[Given data Boundary: Start]

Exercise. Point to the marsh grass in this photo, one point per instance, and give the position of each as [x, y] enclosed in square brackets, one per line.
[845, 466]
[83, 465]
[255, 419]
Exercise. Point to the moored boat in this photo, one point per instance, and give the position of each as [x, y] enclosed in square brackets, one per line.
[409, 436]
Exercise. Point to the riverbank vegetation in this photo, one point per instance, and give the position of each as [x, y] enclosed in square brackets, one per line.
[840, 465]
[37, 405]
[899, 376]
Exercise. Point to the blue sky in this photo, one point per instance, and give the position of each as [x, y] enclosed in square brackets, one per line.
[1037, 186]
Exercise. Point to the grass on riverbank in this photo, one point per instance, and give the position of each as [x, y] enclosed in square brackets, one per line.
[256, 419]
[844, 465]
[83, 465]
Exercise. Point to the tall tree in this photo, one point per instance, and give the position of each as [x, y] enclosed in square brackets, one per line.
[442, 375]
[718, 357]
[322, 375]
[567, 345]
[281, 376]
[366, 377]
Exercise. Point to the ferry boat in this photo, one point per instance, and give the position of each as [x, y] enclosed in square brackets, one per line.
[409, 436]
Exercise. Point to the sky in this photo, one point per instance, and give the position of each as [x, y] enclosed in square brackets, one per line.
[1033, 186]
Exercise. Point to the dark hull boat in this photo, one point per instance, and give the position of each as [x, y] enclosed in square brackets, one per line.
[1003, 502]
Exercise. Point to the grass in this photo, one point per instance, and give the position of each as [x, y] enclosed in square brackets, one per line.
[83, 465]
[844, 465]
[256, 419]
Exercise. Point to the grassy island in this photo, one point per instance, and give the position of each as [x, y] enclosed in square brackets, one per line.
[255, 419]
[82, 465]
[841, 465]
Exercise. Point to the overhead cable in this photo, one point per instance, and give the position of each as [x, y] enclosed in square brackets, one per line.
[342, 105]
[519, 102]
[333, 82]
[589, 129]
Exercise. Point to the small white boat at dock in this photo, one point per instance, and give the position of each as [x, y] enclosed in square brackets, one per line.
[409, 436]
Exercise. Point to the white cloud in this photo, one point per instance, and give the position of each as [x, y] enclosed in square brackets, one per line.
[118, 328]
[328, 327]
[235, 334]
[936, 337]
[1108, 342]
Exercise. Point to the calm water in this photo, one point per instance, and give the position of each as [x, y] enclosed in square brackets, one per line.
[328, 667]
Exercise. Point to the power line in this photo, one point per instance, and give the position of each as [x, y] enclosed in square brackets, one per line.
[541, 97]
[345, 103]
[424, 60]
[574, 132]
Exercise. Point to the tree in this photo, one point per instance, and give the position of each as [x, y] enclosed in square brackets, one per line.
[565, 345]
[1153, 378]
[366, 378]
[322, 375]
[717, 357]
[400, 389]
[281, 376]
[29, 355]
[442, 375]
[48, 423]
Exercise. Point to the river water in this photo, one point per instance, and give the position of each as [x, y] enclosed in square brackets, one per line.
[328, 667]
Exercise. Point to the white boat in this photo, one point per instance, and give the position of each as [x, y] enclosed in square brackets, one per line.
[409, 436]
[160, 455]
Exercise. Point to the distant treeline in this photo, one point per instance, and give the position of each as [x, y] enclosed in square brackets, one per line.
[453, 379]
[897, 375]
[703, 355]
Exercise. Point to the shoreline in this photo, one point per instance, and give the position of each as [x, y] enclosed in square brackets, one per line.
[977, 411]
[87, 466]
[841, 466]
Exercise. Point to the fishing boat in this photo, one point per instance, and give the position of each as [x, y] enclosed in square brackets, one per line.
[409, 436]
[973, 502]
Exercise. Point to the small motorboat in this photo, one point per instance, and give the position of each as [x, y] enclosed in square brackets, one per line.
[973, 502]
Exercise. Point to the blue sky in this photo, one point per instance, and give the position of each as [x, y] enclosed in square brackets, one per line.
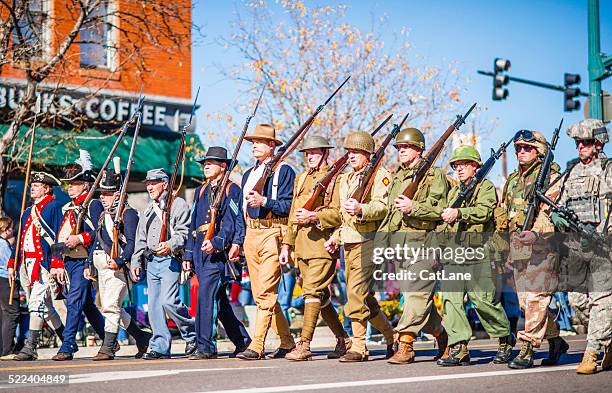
[542, 38]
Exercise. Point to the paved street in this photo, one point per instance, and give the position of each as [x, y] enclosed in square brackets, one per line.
[230, 375]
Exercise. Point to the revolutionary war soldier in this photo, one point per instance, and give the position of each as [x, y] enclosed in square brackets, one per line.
[358, 224]
[469, 225]
[39, 226]
[162, 262]
[213, 259]
[587, 191]
[307, 240]
[266, 215]
[72, 252]
[534, 263]
[111, 273]
[408, 221]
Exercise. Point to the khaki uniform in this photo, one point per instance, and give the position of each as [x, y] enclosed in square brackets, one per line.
[316, 265]
[356, 236]
[419, 312]
[534, 267]
[474, 221]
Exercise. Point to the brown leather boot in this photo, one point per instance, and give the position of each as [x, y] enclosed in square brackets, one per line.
[606, 362]
[301, 352]
[343, 344]
[405, 353]
[442, 342]
[588, 364]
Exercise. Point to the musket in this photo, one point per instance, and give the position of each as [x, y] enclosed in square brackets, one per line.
[369, 173]
[432, 155]
[291, 144]
[82, 209]
[541, 180]
[23, 202]
[214, 208]
[167, 206]
[336, 168]
[467, 190]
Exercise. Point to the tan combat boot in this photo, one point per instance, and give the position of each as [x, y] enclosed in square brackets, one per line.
[405, 352]
[588, 364]
[301, 352]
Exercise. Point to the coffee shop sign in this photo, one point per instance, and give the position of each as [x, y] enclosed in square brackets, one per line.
[99, 108]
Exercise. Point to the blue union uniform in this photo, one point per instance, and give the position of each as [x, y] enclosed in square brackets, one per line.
[212, 269]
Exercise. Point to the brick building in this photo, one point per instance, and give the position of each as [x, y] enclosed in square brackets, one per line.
[93, 89]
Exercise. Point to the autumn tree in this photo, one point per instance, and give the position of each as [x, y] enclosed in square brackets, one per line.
[302, 52]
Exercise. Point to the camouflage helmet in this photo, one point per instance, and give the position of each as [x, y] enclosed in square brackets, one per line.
[465, 153]
[411, 136]
[359, 140]
[589, 129]
[315, 142]
[532, 138]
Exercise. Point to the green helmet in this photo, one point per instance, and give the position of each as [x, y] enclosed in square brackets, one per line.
[359, 140]
[465, 153]
[315, 142]
[411, 136]
[589, 129]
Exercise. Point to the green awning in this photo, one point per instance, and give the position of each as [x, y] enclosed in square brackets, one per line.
[54, 148]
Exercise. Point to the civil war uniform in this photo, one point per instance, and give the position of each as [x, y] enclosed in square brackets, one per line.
[113, 284]
[355, 235]
[162, 272]
[535, 266]
[586, 189]
[316, 265]
[39, 225]
[472, 229]
[215, 270]
[419, 312]
[79, 298]
[264, 233]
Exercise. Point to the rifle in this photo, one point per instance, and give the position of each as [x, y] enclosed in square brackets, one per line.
[466, 191]
[167, 206]
[214, 208]
[542, 179]
[336, 168]
[587, 230]
[432, 155]
[23, 201]
[291, 144]
[368, 174]
[82, 209]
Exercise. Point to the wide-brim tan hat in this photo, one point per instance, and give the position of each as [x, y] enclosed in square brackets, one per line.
[264, 131]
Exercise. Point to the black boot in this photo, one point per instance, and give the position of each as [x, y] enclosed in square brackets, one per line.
[141, 337]
[106, 351]
[459, 356]
[28, 352]
[504, 350]
[525, 358]
[556, 347]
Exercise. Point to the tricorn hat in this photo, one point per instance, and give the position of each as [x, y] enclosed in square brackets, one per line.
[45, 178]
[111, 177]
[264, 131]
[81, 170]
[216, 153]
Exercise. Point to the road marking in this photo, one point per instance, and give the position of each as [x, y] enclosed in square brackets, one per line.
[392, 381]
[138, 374]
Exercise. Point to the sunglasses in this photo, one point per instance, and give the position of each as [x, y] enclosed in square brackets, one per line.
[585, 142]
[525, 148]
[524, 135]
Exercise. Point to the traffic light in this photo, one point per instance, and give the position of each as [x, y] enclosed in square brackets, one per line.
[571, 91]
[500, 66]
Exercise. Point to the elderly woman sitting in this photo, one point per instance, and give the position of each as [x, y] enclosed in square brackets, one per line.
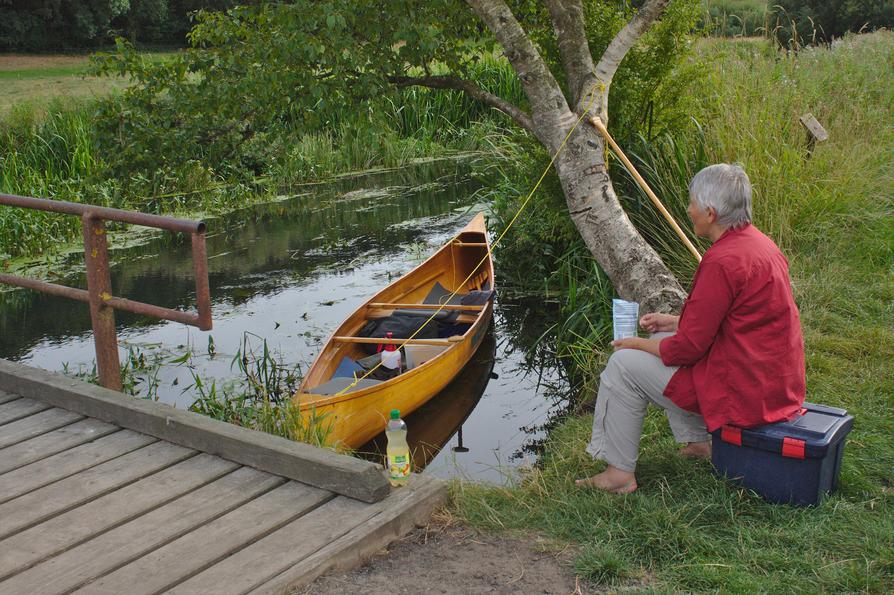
[735, 354]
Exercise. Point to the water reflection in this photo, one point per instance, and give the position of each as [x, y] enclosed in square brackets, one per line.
[291, 272]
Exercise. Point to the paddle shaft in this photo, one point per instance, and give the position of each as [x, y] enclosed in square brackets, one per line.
[598, 125]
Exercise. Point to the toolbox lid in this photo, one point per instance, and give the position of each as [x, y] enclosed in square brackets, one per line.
[808, 435]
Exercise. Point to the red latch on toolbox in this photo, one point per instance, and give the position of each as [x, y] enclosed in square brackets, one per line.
[793, 448]
[731, 434]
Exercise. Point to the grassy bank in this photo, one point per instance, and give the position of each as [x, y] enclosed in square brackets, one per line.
[684, 529]
[50, 147]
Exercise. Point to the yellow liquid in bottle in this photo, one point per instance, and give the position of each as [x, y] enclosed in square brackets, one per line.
[397, 454]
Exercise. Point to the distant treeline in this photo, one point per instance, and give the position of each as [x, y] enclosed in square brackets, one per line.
[796, 22]
[54, 25]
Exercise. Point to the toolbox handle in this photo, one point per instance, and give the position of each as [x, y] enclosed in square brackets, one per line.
[731, 434]
[793, 448]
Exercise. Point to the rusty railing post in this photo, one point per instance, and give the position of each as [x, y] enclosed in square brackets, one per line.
[102, 316]
[200, 268]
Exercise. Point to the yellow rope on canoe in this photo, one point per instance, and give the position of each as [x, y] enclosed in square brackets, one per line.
[489, 250]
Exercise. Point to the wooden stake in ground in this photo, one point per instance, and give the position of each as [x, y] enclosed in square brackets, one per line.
[597, 123]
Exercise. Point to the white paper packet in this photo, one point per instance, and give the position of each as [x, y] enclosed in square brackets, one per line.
[624, 318]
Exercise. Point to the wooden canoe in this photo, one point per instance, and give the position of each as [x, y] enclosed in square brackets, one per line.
[432, 425]
[354, 417]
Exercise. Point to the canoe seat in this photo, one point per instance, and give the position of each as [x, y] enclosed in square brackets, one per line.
[337, 385]
[416, 355]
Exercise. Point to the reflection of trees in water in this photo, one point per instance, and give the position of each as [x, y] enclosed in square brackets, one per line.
[256, 251]
[525, 323]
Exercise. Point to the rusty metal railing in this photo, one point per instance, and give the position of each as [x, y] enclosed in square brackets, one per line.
[99, 285]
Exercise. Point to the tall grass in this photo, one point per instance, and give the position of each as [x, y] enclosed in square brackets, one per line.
[52, 151]
[736, 18]
[833, 215]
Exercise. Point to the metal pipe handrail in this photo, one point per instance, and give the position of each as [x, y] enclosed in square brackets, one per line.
[106, 213]
[99, 285]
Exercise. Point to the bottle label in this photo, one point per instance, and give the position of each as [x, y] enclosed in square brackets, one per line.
[399, 466]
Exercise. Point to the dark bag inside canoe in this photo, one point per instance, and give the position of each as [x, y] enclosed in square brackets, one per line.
[401, 326]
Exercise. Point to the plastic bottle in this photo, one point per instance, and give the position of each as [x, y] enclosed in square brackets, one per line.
[391, 357]
[397, 453]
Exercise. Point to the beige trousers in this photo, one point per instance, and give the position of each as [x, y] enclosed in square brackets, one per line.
[631, 380]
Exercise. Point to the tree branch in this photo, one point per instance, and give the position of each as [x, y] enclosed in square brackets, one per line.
[568, 23]
[625, 39]
[472, 90]
[548, 104]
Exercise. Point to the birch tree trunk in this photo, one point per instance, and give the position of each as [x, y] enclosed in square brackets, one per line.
[634, 268]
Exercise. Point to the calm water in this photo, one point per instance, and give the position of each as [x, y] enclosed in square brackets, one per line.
[289, 272]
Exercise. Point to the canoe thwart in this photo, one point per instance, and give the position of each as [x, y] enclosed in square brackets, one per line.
[379, 340]
[428, 306]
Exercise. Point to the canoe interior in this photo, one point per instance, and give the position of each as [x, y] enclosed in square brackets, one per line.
[450, 266]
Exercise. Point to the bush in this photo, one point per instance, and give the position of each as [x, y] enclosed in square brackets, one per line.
[735, 18]
[53, 25]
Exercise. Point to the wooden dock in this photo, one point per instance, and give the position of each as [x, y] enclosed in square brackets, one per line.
[102, 493]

[Given data Boundary: End]

All that should be returned is the run of lines from the one with "Exercise. Point to the canoe interior" to the last line of the material above, copied exactly.

Exercise. Point to the canoe interior in this photo, one point per instance, and give the position of each as [x, y] enclosed in square brackets, one per line.
[450, 266]
Exercise. Point to the bush in this photo, one point per instance, and give the position of each as [x, y] enclosed in square brackets, one per line.
[735, 18]
[53, 25]
Exercise. Point to the wooden dock in this photo, one point per instance, and give the position of each as [x, y] enclosed in square brackets, one per line.
[102, 493]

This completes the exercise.